## WHAT YOU ARE ASKED TO DO
Of all the entries below, only the lines from the one with "Could you spot the glass" up to and including the one with "point(75, 259)" are to be duplicated exactly.

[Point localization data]
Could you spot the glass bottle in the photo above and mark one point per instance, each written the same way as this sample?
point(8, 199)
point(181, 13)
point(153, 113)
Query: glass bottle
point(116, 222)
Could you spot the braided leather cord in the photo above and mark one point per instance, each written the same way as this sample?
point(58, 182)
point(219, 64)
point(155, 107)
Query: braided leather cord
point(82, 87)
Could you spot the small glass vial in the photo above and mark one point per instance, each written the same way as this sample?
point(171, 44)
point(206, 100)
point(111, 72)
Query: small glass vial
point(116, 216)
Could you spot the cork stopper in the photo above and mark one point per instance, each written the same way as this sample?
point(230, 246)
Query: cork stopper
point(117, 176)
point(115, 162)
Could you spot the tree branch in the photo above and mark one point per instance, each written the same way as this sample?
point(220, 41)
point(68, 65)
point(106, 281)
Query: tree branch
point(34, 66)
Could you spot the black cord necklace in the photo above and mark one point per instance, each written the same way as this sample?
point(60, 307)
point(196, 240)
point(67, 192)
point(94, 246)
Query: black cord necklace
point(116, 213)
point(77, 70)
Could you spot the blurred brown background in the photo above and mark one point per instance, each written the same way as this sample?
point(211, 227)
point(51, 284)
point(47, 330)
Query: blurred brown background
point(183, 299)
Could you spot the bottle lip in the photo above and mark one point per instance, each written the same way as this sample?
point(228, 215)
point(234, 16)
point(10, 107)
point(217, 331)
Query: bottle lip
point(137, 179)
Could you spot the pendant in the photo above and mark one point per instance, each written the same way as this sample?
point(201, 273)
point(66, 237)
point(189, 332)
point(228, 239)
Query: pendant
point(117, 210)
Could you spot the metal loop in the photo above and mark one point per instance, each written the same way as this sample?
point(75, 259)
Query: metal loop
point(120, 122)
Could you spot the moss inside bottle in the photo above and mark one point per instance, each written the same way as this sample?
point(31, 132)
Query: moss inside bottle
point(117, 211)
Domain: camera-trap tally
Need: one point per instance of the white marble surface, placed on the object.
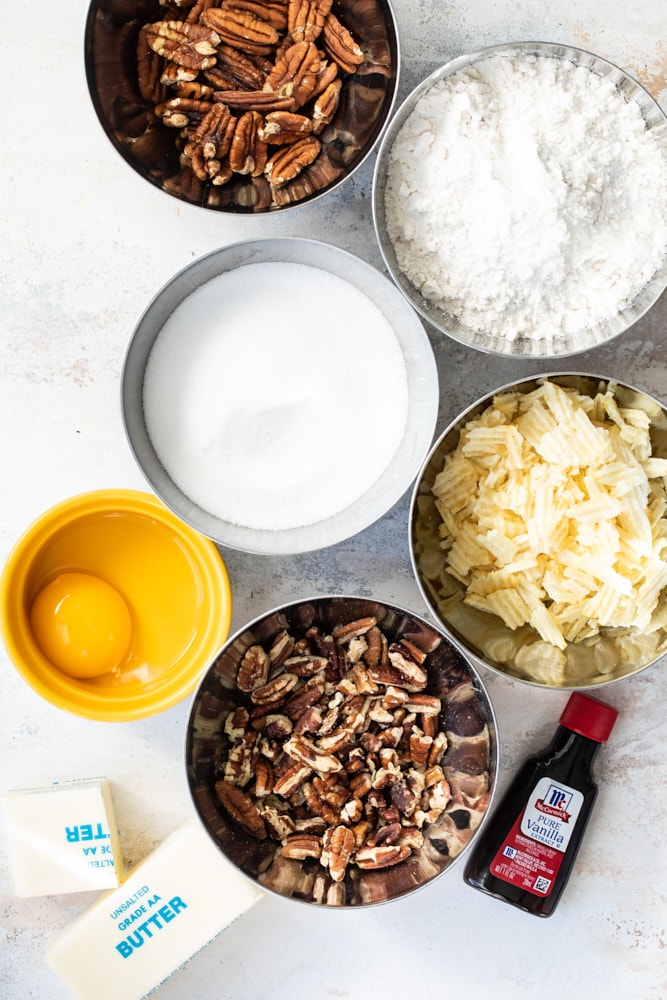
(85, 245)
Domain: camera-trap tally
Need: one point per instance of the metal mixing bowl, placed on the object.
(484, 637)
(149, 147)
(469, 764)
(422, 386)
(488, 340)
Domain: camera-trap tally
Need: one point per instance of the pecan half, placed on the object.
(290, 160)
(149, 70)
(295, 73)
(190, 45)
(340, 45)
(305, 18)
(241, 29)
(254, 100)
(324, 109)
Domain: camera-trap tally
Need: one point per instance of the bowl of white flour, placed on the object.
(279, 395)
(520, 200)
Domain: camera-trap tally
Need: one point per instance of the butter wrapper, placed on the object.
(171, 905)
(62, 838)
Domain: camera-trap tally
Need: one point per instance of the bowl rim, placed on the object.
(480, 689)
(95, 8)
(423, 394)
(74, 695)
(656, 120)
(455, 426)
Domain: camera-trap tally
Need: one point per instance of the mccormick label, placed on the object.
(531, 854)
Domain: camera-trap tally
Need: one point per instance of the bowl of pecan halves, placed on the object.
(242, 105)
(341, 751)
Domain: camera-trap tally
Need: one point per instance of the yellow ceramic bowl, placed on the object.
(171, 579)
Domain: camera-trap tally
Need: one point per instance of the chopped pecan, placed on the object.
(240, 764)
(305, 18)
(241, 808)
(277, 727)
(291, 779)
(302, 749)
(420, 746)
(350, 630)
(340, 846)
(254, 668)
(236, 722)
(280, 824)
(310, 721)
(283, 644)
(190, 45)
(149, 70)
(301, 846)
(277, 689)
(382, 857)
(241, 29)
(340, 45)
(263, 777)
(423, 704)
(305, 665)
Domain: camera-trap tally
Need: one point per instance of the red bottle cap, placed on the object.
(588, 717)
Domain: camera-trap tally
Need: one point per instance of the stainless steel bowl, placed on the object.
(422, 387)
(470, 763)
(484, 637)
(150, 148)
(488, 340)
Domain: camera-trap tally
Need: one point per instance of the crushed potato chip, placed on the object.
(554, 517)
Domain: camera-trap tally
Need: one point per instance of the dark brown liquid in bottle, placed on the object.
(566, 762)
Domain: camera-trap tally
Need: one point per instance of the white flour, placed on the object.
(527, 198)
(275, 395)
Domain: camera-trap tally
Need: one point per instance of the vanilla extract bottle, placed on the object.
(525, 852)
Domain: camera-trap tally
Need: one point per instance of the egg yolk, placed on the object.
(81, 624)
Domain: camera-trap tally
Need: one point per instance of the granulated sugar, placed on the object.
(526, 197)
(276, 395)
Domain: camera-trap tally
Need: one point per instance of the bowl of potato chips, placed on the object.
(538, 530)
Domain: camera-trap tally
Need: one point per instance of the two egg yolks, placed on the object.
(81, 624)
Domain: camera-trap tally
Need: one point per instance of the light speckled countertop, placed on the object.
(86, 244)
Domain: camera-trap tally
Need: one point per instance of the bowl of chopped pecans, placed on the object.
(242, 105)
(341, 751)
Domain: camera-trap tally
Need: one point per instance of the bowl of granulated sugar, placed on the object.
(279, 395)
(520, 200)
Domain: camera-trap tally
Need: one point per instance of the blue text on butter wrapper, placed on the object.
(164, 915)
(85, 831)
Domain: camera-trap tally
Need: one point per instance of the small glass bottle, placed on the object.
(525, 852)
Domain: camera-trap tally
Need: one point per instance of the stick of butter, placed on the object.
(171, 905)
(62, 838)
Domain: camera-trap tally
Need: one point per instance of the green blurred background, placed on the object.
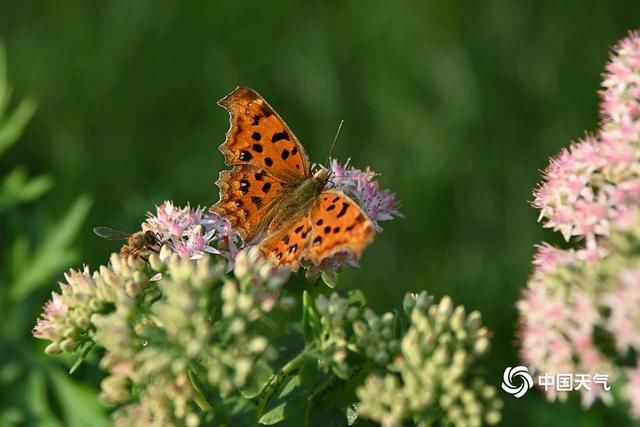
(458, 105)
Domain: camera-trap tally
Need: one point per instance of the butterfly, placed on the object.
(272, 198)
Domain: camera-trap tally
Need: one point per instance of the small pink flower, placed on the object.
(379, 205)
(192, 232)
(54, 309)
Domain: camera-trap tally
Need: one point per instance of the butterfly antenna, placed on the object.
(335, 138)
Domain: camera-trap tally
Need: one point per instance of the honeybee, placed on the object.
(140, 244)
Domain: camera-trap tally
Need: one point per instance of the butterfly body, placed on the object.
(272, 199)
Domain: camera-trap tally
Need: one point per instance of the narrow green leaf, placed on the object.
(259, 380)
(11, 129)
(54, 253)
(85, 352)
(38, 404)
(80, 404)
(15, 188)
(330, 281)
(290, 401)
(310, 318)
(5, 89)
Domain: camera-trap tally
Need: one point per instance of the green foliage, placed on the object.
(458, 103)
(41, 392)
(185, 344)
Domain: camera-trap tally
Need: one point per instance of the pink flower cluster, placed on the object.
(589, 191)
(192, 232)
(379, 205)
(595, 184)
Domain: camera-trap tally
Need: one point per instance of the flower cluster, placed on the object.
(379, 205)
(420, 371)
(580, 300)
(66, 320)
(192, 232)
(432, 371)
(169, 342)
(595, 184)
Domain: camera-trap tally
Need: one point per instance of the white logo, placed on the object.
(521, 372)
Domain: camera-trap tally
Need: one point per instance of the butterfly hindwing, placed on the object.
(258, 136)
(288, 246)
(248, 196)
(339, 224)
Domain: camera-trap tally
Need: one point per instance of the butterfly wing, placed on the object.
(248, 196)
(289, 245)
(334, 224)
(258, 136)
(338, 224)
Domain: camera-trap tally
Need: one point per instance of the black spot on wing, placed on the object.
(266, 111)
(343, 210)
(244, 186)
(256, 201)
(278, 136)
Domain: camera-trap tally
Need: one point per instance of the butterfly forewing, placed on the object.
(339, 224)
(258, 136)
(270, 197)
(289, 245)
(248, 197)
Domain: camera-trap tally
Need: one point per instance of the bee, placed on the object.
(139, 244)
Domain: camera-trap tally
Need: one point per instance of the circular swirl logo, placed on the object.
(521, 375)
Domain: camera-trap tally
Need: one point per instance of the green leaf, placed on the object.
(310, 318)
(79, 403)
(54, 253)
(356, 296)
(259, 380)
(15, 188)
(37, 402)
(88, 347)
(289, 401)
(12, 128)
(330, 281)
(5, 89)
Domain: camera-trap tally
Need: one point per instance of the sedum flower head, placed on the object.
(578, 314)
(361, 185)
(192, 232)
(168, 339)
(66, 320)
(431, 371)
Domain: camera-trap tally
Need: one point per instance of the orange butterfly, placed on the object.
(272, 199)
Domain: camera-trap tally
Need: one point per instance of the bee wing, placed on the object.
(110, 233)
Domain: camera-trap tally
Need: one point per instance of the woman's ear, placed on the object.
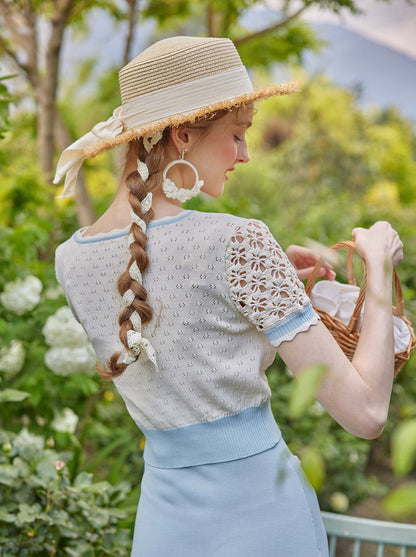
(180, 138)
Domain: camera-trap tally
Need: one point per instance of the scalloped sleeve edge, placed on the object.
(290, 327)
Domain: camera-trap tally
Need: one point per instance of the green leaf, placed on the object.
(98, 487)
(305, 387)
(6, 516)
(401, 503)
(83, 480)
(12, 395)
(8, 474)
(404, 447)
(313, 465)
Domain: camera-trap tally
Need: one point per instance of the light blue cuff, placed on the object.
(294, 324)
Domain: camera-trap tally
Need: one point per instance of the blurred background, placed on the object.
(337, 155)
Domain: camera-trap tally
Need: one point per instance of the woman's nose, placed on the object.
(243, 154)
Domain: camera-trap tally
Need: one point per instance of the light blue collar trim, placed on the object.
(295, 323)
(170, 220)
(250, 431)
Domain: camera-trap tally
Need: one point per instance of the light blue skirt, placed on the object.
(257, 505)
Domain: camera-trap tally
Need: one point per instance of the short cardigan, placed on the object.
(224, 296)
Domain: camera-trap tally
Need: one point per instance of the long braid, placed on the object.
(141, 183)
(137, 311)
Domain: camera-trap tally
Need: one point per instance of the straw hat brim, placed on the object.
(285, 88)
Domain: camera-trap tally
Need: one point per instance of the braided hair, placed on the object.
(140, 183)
* * *
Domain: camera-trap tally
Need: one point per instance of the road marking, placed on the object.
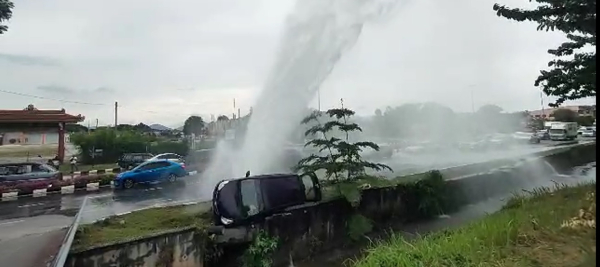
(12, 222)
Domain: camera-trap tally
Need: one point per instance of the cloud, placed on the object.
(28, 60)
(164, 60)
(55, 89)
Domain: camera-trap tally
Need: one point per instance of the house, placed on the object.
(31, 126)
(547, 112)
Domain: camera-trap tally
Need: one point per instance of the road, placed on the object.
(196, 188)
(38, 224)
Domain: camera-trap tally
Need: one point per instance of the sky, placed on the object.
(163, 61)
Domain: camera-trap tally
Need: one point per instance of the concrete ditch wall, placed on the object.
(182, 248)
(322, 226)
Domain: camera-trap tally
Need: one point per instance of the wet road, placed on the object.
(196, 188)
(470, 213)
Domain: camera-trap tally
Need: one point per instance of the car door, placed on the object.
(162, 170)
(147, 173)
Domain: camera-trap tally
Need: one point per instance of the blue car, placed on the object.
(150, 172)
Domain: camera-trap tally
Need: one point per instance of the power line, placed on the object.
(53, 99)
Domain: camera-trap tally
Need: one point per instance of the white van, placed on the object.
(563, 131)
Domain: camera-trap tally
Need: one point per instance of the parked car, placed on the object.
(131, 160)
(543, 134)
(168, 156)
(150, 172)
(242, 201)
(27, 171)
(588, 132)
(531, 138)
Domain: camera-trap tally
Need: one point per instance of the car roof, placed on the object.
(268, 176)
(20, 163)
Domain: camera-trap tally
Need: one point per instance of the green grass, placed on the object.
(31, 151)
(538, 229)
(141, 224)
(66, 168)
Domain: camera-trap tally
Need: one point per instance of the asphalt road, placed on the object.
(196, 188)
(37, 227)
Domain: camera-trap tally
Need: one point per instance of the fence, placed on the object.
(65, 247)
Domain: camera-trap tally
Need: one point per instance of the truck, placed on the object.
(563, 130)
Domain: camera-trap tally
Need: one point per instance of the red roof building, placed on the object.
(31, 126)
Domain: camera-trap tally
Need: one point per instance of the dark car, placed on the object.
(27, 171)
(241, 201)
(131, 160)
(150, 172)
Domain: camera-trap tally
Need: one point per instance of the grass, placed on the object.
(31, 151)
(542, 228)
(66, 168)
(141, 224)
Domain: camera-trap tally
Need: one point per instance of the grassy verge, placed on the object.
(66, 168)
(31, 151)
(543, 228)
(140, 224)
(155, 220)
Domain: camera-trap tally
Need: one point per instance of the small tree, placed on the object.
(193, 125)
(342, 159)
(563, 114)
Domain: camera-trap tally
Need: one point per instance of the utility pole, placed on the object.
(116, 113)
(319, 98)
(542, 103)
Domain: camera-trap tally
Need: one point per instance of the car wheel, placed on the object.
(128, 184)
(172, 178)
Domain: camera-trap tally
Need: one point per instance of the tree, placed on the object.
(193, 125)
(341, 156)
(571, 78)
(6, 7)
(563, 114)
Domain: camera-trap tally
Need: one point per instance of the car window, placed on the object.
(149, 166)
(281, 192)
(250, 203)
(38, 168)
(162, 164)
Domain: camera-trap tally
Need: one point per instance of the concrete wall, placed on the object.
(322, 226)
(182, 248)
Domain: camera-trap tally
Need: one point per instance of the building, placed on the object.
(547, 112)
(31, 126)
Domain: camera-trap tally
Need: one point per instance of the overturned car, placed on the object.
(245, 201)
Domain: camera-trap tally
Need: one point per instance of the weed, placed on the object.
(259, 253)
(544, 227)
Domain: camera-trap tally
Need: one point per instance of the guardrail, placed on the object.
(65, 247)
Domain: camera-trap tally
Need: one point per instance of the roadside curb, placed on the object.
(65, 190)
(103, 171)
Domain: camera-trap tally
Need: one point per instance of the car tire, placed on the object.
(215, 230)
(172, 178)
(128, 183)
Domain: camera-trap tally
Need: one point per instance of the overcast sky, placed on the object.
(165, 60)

## EXERCISE RESULT
Could you spot the glass bottle in the photo above and mark one point per instance, each written the same way as this sample?
point(8, 199)
point(181, 13)
point(153, 113)
Query: glass bottle
point(116, 222)
Could you spot the braided leather cord in the photo above and mark one point per instance, each written the same way as this sample?
point(58, 182)
point(219, 64)
point(155, 107)
Query: braided leather cord
point(82, 87)
Could you spot the small glass vial in the photo above and mark one point per instance, each written the same way as this sample?
point(171, 44)
point(206, 100)
point(111, 72)
Query: small glass vial
point(116, 216)
Could you spot the cork stopper in the photo above and mark one point per instance, each written the same way as this sample?
point(230, 246)
Query: cork stopper
point(117, 176)
point(115, 162)
Could you spot the tree branch in the photo above and mark one point per instance, each written the same way as this sample?
point(220, 41)
point(68, 65)
point(106, 281)
Query: tree branch
point(34, 66)
Could you spot the black cord necklace in the photo above and mark one point per instance, each written the same way as this sample?
point(60, 307)
point(196, 240)
point(67, 192)
point(94, 246)
Query: black cord necklace
point(116, 213)
point(77, 70)
Could you spot the blurred brown background in the photo above and mark one point per instance, each written the same way as this sample?
point(211, 227)
point(51, 284)
point(47, 330)
Query: blurred brown background
point(183, 299)
Could you spot the bottle lip in the photo above and mark one point per instance, each written the same way as this sample?
point(228, 215)
point(234, 16)
point(10, 107)
point(217, 331)
Query: bottle lip
point(137, 179)
Could you spot the pendant in the photo above and mark one point per instance, each written the same way as this sample?
point(201, 273)
point(66, 237)
point(189, 332)
point(228, 239)
Query: pendant
point(117, 210)
Could you spot the metal loop in the photo above and mark one point per instance, each written the same way as this sample?
point(75, 259)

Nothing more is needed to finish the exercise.